* CO NALEŻY ZROBIĆ
Przepisz dokładnie wszystkie poniższe wiersze, niczego w nich nie zmieniając.

* PODANE WIERSZE
------

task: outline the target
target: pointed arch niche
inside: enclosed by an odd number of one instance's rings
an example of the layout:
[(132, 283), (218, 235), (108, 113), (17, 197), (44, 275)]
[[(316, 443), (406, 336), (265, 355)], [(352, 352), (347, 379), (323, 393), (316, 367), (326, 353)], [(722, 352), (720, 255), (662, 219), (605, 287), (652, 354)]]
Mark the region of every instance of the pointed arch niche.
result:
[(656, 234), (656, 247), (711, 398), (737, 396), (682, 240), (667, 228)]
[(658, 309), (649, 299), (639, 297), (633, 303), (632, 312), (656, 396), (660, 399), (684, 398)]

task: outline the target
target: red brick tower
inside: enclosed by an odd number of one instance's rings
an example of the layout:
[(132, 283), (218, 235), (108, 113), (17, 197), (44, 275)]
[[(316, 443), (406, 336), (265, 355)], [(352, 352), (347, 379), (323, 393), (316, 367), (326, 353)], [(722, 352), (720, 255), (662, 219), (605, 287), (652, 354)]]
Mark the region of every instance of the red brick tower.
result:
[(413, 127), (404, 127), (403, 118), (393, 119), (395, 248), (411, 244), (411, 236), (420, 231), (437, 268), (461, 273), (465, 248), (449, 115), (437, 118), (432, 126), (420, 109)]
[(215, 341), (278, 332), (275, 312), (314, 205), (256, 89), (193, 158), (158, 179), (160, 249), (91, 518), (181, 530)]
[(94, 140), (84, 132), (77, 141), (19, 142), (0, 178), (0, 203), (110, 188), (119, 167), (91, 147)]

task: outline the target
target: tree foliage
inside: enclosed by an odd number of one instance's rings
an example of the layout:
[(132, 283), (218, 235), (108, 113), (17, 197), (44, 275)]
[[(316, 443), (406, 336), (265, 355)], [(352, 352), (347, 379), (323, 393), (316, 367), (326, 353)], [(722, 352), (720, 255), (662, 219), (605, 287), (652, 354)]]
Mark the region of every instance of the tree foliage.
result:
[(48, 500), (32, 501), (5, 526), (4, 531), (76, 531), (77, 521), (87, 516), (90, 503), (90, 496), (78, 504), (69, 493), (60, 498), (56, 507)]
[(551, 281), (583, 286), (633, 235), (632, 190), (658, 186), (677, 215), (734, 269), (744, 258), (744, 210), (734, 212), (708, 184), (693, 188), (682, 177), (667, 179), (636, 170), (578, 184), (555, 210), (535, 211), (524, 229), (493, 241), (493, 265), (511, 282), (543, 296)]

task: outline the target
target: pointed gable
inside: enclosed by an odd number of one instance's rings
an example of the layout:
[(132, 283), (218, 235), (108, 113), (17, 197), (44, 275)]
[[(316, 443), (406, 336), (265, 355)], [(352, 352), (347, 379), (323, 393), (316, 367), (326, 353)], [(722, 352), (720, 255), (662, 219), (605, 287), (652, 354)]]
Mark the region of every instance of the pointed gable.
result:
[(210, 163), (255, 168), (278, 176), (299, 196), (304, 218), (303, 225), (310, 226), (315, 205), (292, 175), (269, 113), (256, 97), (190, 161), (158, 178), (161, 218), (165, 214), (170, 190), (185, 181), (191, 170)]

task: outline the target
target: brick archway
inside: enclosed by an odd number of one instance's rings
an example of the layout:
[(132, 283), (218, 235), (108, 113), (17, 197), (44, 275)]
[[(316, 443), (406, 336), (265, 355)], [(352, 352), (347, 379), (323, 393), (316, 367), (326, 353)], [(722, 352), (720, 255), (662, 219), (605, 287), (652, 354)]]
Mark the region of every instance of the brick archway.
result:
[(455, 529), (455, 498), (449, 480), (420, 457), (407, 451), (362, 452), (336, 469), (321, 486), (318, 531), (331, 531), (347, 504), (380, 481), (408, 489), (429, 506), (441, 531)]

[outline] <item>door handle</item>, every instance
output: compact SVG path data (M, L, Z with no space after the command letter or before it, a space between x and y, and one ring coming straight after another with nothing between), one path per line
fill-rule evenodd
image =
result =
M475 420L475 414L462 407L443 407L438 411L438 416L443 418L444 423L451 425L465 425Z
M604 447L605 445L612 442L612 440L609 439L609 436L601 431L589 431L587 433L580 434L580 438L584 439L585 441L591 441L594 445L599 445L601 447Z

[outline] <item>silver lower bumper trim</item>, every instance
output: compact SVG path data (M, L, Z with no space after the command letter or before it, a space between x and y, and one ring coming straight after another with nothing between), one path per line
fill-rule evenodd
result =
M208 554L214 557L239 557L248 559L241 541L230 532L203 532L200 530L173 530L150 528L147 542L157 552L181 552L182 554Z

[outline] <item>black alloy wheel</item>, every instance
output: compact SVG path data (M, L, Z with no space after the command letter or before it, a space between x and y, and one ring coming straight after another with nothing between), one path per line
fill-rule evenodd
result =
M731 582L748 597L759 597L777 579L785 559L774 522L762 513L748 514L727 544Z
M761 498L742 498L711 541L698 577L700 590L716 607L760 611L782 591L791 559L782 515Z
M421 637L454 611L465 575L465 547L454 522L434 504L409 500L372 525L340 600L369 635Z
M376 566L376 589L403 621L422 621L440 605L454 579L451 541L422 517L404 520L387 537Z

------

* ROZWIĄZANE ZADANIE
task: outline the target
target: pointed arch niche
inside: enclosed by an odd number of one instance's rings
an example of the layout:
[(132, 283), (218, 235), (108, 113), (17, 197), (44, 275)]
[[(316, 443), (406, 336), (265, 355)], [(352, 352), (347, 379), (323, 393), (316, 367), (326, 353)], [(722, 352), (720, 255), (662, 219), (605, 287), (652, 354)]]
Mark the region of every instance of the pointed arch niche.
result:
[(656, 234), (656, 247), (711, 398), (737, 396), (682, 240), (667, 228)]
[(658, 309), (649, 299), (639, 297), (633, 303), (632, 312), (656, 396), (660, 399), (684, 398)]

task: outline the target
target: red brick tower
inside: enclosed by an odd number of one instance's rings
an example of the layout:
[(132, 283), (218, 235), (108, 113), (17, 197), (44, 275)]
[[(316, 443), (406, 336), (265, 355)], [(352, 352), (347, 379), (323, 393), (316, 367), (326, 353)], [(722, 352), (720, 255), (662, 219), (605, 287), (652, 354)]]
Mark the region of every instance of the red brick tower.
result:
[(413, 127), (404, 127), (403, 118), (393, 119), (395, 248), (411, 244), (411, 236), (420, 231), (437, 268), (461, 273), (465, 248), (449, 115), (437, 118), (432, 126), (420, 109)]
[(215, 341), (278, 332), (275, 312), (314, 205), (256, 89), (193, 158), (158, 179), (160, 249), (91, 518), (181, 530)]
[(94, 140), (84, 132), (77, 141), (19, 142), (0, 178), (0, 203), (110, 188), (119, 167), (91, 147)]

task: outline the target
target: tree foliage
inside: enclosed by an odd number of one instance's rings
an example of the layout:
[(132, 283), (218, 235), (108, 113), (17, 197), (44, 275)]
[[(316, 443), (406, 336), (265, 355)], [(352, 352), (347, 379), (323, 393), (316, 367), (326, 353)], [(722, 352), (720, 255), (662, 219), (605, 287), (652, 354)]]
Mark the region of every instance of the tree foliage.
result:
[(48, 500), (32, 501), (5, 526), (4, 531), (76, 531), (77, 521), (87, 516), (90, 503), (90, 496), (78, 504), (69, 493), (60, 498), (56, 507)]
[(551, 281), (583, 286), (633, 235), (632, 190), (658, 186), (677, 215), (734, 269), (744, 258), (744, 210), (734, 212), (708, 184), (693, 188), (682, 177), (667, 179), (636, 170), (578, 184), (555, 210), (535, 211), (524, 229), (493, 241), (493, 265), (511, 282), (543, 296)]

task: outline the target
target: pointed gable
inside: enclosed by an odd number of one instance's rings
an example of the layout:
[(132, 283), (218, 235), (108, 113), (17, 197), (44, 275)]
[[(316, 443), (406, 336), (265, 355)], [(352, 352), (347, 379), (323, 393), (316, 367), (326, 353)], [(722, 352), (720, 255), (662, 219), (605, 287), (652, 354)]]
Mark the region of every instance of the pointed gable.
result:
[(210, 163), (255, 168), (278, 176), (299, 196), (304, 218), (303, 225), (310, 226), (315, 205), (292, 175), (269, 113), (256, 97), (190, 161), (158, 178), (161, 218), (165, 214), (170, 190), (185, 181), (191, 170)]

task: outline the target
target: brick archway
inside: enclosed by an odd number of one instance's rings
an example of the layout:
[(132, 283), (218, 235), (108, 113), (17, 197), (44, 275)]
[[(316, 443), (406, 336), (265, 355)], [(352, 352), (347, 379), (323, 393), (316, 367), (326, 353)], [(722, 352), (720, 255), (662, 219), (605, 287), (652, 354)]]
Mark the region of every instance of the brick archway.
result:
[(455, 529), (455, 498), (449, 480), (420, 457), (407, 451), (362, 452), (336, 469), (321, 486), (318, 531), (331, 531), (347, 504), (380, 481), (408, 489), (429, 506), (441, 531)]

[outline] <item>door handle</item>, every instance
output: compact SVG path data (M, L, Z with no space after the command letter or before it, a space between x and y, and one ring coming straight after another with nothing between), one path per line
fill-rule evenodd
image =
result =
M475 420L475 414L462 407L443 407L438 411L438 416L443 418L444 423L451 425L465 425Z
M604 447L605 445L612 442L612 440L609 439L609 436L601 431L589 431L587 433L580 434L580 438L584 439L585 441L591 441L594 445L599 445L601 447Z

[outline] <item>silver lower bumper trim</item>, every instance
output: compact SVG path data (M, L, Z with no space after the command letter or before it, a space between x and y, and one ring coming straight after another with nothing between), one path per line
fill-rule evenodd
result =
M208 554L214 557L239 557L248 559L241 541L230 532L203 532L200 530L173 530L150 528L147 542L157 552L181 552L182 554Z

[outline] <item>black alloy wheel</item>, every instance
output: compact SVG path data (M, L, Z with no space after the command letter or before it, a space between x and y, and one ring coming straight after another with nothing between), one path per line
fill-rule evenodd
result =
M731 582L748 597L759 597L777 579L785 559L774 522L762 513L748 514L727 544Z
M761 498L742 498L711 541L698 577L700 590L716 607L760 611L782 591L791 559L782 515Z
M421 637L454 611L465 575L465 547L454 522L434 504L409 500L372 525L340 600L369 635Z
M376 566L376 589L403 621L422 621L440 605L454 579L451 541L422 517L404 520L387 537Z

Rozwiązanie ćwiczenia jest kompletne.